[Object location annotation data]
——

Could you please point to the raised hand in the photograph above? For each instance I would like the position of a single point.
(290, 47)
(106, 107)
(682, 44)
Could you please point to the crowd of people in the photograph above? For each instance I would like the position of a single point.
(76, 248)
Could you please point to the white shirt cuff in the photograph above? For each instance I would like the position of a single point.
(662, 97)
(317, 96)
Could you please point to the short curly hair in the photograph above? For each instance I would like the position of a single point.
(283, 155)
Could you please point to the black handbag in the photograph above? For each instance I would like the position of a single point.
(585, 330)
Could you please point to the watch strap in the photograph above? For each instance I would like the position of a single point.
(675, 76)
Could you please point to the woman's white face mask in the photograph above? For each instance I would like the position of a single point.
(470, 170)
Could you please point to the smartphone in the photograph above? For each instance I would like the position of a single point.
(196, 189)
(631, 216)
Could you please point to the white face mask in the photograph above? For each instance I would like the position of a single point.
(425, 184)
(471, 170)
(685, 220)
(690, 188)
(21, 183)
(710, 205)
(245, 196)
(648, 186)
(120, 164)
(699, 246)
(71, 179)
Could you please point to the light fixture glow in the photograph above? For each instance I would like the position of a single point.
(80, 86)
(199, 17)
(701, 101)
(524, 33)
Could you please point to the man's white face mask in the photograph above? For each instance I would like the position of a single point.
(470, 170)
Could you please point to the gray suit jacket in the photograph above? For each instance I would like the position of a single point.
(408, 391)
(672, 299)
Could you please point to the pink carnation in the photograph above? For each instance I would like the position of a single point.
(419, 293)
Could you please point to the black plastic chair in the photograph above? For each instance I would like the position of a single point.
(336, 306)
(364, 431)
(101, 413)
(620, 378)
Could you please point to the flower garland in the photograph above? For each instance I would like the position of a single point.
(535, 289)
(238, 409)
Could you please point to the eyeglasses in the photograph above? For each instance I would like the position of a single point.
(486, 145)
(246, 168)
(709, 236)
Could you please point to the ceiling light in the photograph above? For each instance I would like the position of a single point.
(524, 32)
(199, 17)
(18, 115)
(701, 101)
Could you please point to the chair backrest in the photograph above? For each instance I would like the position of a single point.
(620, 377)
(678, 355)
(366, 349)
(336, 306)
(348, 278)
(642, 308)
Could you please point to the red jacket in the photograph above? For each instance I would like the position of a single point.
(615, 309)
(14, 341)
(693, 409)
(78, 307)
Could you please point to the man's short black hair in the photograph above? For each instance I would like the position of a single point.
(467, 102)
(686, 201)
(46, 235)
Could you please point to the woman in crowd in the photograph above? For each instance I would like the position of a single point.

——

Change "red jacket" to "maroon jacket" in the material from the line containing "Could you please point to the eyeglasses" through the end, inclusive. Reproduce only those lines and keep everything else the same.

**RESPONSE FOR THIS EXERCISE**
Could you please point to the eyeglasses in the photograph above? For each instance I would like the position of a single point.
(486, 145)
(246, 168)
(709, 236)
Could you please point to the ceiling light in the photograph above? For each instance I would like the position of a single point.
(524, 32)
(199, 17)
(18, 115)
(701, 101)
Could you please point to the chair backrest in the photograph above? For each instance I would like the position of a single point.
(620, 377)
(678, 355)
(366, 349)
(336, 306)
(348, 278)
(642, 308)
Could you please point to the maroon jacket in the photograph above? For each instance I would like the position of a single point.
(615, 309)
(14, 341)
(693, 409)
(78, 307)
Could you please point to the man's short black hair in the photograph above? For each instance I would like the position of a single point.
(467, 102)
(686, 201)
(46, 235)
Could you please point to the woman in crowd in the photograph above? For each instance I would like the position of a single point.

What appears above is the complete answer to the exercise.